Records ->
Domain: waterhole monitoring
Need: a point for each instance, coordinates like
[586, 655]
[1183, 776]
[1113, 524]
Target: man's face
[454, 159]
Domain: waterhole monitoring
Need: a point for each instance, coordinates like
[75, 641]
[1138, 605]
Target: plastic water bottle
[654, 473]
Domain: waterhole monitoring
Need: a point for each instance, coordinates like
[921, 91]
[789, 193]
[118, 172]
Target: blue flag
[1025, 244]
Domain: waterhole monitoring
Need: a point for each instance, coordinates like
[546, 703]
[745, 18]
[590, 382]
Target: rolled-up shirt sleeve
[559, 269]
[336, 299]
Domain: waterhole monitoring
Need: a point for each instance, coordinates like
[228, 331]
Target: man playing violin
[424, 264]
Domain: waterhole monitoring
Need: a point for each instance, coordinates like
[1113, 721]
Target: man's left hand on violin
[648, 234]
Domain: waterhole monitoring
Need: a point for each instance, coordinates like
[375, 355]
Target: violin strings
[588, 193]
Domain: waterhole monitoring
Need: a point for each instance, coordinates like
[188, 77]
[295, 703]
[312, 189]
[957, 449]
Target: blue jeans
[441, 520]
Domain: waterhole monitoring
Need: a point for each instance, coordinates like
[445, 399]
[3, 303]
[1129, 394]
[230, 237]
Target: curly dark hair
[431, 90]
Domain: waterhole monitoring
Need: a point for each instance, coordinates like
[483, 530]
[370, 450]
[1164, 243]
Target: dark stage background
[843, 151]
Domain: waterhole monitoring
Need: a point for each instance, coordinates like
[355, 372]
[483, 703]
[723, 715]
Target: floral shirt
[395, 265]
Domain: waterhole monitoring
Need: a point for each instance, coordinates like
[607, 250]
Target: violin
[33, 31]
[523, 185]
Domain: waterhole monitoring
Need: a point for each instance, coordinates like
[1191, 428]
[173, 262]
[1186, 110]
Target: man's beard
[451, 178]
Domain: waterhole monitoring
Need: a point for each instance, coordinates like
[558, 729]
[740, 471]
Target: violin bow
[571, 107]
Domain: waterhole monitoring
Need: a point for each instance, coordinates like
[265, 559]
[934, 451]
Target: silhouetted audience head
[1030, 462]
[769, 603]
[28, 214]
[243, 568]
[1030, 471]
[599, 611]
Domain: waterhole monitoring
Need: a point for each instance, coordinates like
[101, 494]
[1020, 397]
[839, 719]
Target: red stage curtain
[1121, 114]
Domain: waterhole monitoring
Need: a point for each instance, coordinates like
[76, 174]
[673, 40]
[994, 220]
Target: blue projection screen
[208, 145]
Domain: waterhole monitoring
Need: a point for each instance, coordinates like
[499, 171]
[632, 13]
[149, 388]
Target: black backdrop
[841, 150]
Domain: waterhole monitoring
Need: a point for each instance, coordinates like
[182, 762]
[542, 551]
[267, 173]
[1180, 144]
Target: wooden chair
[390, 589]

Requirement -> Your task is to retype all the records above with nothing left out.

Complete output ->
Domain: waterhole monitoring
Need: a point for each instance, coordinates like
[586, 655]
[1183, 776]
[1113, 524]
Target: man's face
[454, 159]
Domain: waterhole monitoring
Need: a point for each instance, coordinates like
[75, 641]
[1138, 605]
Target: plastic water bottle
[654, 473]
Domain: waterhole monitoring
Need: a point for each instance, coordinates like
[921, 91]
[789, 193]
[118, 172]
Target: blue flag
[1025, 244]
Domain: waterhole monitoring
Need: a point for each instance, coordinates like
[546, 703]
[745, 18]
[590, 382]
Target: rolled-up shirt sleeve
[559, 269]
[336, 299]
Domain: waterhole monitoring
Need: a point for each instance, coordinates like
[228, 331]
Target: man playing violin
[424, 264]
Domain: waterhole monitoring
Need: a point for each instance, coordinates like
[1113, 721]
Target: man's left hand on violin
[648, 234]
Domain: waterhole monitoring
Need: a point for each instance, coordinates like
[375, 355]
Target: violin strings
[588, 193]
Domain: waterhole monitoring
Need: a point for each instance, coordinates like
[188, 77]
[295, 703]
[312, 189]
[957, 449]
Target: blue jeans
[441, 520]
Domain: waterhole monitoring
Need: a point for each instance, coordinates like
[445, 399]
[3, 303]
[1129, 394]
[230, 237]
Target: curly dark hair
[431, 90]
Domain: waterhole monitoring
Need: a point for each instance, coordinates like
[483, 530]
[370, 450]
[1164, 243]
Target: dark stage background
[843, 151]
Domain: waterhole monitoring
Need: a point for each instance, coordinates like
[355, 372]
[483, 703]
[723, 715]
Target: floral shirt
[395, 265]
Domain: waterhole monitoring
Need: a point for each instance, coordinates like
[607, 250]
Target: violin
[33, 31]
[523, 185]
Domain: waterhole monitoring
Need: a point for each instance, coordinates like
[1191, 428]
[173, 262]
[1186, 110]
Target: man's beard
[451, 178]
Domain: waterhole monitoring
Need: a point for each instance, coordinates like
[558, 729]
[740, 471]
Target: violin bow
[571, 107]
Domain: waterhole monitoring
Need: a point for each instance, coordinates like
[265, 559]
[934, 451]
Target: silhouetted audience head
[1030, 462]
[769, 603]
[28, 214]
[243, 568]
[1030, 471]
[599, 611]
Domain: waterhole monitoring
Need: a point for each instance, coordinates like
[101, 494]
[1020, 397]
[839, 719]
Target: red stage curtain
[1121, 114]
Domain: waterhole monitoring
Need: a point for each instance, coordinates like
[76, 174]
[673, 40]
[994, 220]
Target: blue projection screen
[208, 145]
Domain: waterhole monitoring
Need: a point for each instance, coordinates like
[499, 171]
[632, 13]
[149, 388]
Target: black backdrop
[841, 150]
Domain: waterhole monitoring
Need: a point for each instance, coordinates like
[182, 762]
[542, 551]
[267, 173]
[1180, 144]
Target: wooden chair
[390, 589]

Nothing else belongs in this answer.